#### Aim of the exercise
Omit all images. Transcribe the rest of the material below exactly.

---------------

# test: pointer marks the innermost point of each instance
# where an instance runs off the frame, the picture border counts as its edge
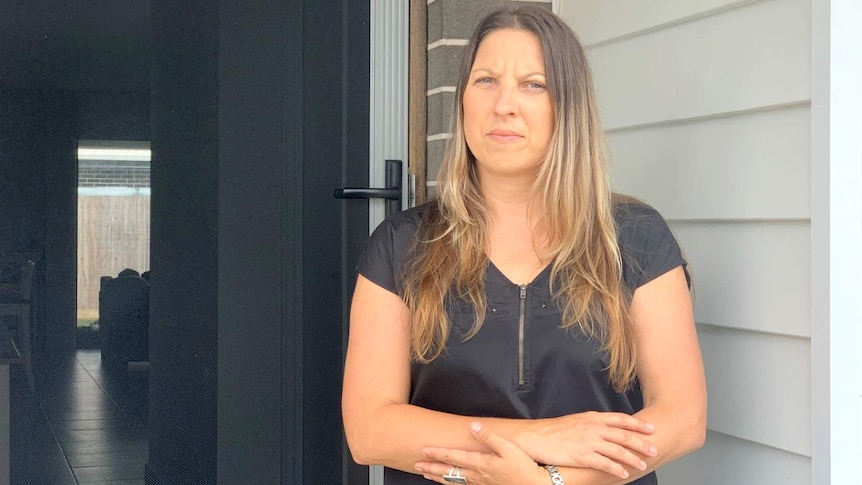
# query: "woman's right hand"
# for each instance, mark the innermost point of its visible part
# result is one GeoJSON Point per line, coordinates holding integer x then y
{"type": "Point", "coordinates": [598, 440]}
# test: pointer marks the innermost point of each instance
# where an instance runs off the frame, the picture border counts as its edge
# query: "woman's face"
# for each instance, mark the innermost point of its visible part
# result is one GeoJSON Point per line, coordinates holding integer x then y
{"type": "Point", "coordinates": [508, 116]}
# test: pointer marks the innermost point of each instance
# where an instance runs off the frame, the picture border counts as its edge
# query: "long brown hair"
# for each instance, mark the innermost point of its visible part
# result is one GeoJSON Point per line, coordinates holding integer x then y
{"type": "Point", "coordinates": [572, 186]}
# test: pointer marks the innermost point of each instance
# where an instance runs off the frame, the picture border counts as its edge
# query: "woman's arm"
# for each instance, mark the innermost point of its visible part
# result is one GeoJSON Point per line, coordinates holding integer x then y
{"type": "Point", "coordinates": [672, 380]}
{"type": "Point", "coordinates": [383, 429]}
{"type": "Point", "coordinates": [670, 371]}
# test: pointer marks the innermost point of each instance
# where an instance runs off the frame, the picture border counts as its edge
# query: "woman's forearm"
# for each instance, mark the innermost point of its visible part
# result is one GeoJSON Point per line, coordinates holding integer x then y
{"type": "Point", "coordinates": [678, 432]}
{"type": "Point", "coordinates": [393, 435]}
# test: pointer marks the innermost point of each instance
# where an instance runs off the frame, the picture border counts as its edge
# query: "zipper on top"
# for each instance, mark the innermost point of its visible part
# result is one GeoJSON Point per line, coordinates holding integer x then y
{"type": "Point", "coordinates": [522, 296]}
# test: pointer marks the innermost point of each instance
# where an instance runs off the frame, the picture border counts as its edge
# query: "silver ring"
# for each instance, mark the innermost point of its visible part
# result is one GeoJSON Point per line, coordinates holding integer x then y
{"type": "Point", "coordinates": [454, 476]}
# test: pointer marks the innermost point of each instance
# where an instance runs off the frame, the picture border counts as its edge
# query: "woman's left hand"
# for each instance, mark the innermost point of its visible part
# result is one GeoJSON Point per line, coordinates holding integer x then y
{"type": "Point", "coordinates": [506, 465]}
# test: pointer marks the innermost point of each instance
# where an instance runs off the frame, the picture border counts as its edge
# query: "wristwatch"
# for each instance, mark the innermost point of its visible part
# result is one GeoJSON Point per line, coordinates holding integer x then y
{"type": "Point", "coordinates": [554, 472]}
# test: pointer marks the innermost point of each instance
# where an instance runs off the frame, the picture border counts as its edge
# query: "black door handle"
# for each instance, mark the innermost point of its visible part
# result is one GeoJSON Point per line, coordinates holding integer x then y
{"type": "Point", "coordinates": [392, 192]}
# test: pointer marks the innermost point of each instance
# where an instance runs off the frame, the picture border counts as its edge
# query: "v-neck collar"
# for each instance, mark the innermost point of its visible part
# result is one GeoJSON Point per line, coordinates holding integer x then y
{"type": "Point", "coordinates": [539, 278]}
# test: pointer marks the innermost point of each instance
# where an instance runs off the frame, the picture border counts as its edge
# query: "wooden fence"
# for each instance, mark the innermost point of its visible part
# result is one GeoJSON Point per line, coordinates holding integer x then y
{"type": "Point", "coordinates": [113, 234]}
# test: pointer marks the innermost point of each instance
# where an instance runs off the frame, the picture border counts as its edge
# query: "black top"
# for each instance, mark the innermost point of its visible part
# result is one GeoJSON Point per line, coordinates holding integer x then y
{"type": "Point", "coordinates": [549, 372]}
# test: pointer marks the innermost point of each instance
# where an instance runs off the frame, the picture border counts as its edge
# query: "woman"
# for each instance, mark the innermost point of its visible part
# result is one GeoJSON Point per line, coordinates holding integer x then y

---------------

#### Full response
# test: pointer marks the innermost point of each instance
# where an instance runs off the frame, the picture border counts as its edge
# query: "woman's right hand"
# for each instance, mark the innermost point of its visible part
# result is one GeoJSON Point per line, coordinates holding integer x then y
{"type": "Point", "coordinates": [598, 440]}
# test: pointer marks the innermost point of each instance
# where an instance runs off the frame, the picture border counts as its edge
# query: "woman's face"
# for each instance, mark the innermost point of its visible part
# result is one GeoJSON Point per line, coordinates holding integer x then y
{"type": "Point", "coordinates": [508, 116]}
# test: pointer marks the innermost point of each instance
# where an instance runs off the frame, the picture border counts as its edge
# query: "long brown hair"
# for each instance, mark the innermost point of its visible part
# result is one GeoJSON Point per line, coordinates holding integer x then y
{"type": "Point", "coordinates": [572, 186]}
# test: pointer marks the innermost point of each instance
# where an instance runs off the frame, the picture border counts as its edge
# query: "woman's arm"
# for each instance, mark the innermost point of its visible part
# result is one GeoJSON Point per line, coordinates holding integer x then y
{"type": "Point", "coordinates": [672, 380]}
{"type": "Point", "coordinates": [383, 429]}
{"type": "Point", "coordinates": [670, 371]}
# test: pointer marks the innermost point of each instance
# where an instance runs off the frame, the picture border counts as its edge
# query: "woman's forearm"
# for each instance, mark the innermost point of its visible part
# result is one GeoJSON Point per line, coordinates holding integer x then y
{"type": "Point", "coordinates": [678, 432]}
{"type": "Point", "coordinates": [393, 435]}
# test: pointer marks the innermost point of each instance
# where an instance runs off the frame, the picture border counts as its edge
# query: "zipper on top"
# for each instance, mark the innermost point of its visible part
# result is one GeoJSON Point per line, coordinates holding integer x then y
{"type": "Point", "coordinates": [522, 296]}
# test: pointer marks the innermost point of each instance
# where an instance runs off the frame, the picture border counts as its edge
# query: "silver ring"
# for each instance, mark the innermost point of its visible part
# result is one GeoJSON Point per line, coordinates holding integer x then y
{"type": "Point", "coordinates": [454, 476]}
# test: pointer marks the innermost point of each instance
# where an instance runs off the frame, the picture border counts as its edge
# query: "woman's left hand"
# for each instance, mark the innermost point of its visible part
# result is one GeoJSON Point per line, coordinates holding integer x then y
{"type": "Point", "coordinates": [506, 465]}
# test: pointer marks the innermost point of each instance
# where an instance runs off the frame, the picture border counts as its edge
# query: "wristwatch"
# for each instance, mark the innermost point of its visible part
# result is one GeoJSON Point per line, coordinates holding integer x then y
{"type": "Point", "coordinates": [554, 472]}
# test: pointer marks the innermost point of each instance
# where an instance runs off the frame, the picture border counts as its edge
# query: "black door handle"
# for each instance, mark the innermost point of its visible part
# result is one GeoJSON Point per line, coordinates holding integer x then y
{"type": "Point", "coordinates": [392, 192]}
# test: pointer marks the innermost point of each instance
# where an instance runs off the frame, the picture border counts as its edge
# query: "v-neck collar"
# for each instance, mark the innermost point of its visible part
# result is one GeoJSON Point per line, coordinates holding integer x then y
{"type": "Point", "coordinates": [539, 278]}
# test: pointer marks the innermost point of each instance
# where an instance runs off the frame, the picture border counts as its edge
# query: "wooden fence"
# for each instance, mark the innermost point of its visible part
# result is one GeoJSON Point per line, coordinates holding integer x then y
{"type": "Point", "coordinates": [113, 234]}
# test: pointer marks the innermost point of each instance
# where an instance runs off the frame, the picture border counts as its edge
# query: "black top"
# for each instance, mark the innermost point of its visible part
# result is one GeoJSON Point per line, coordinates holding integer x then y
{"type": "Point", "coordinates": [549, 372]}
# test: pointer marks the innermost point of each instance
# where an instance runs off the frame, the picture border counts as its edge
# query: "woman"
# for each instance, mark the innermost point of its visible part
# result is one GeoJSON Point per line, coordinates holding integer x then y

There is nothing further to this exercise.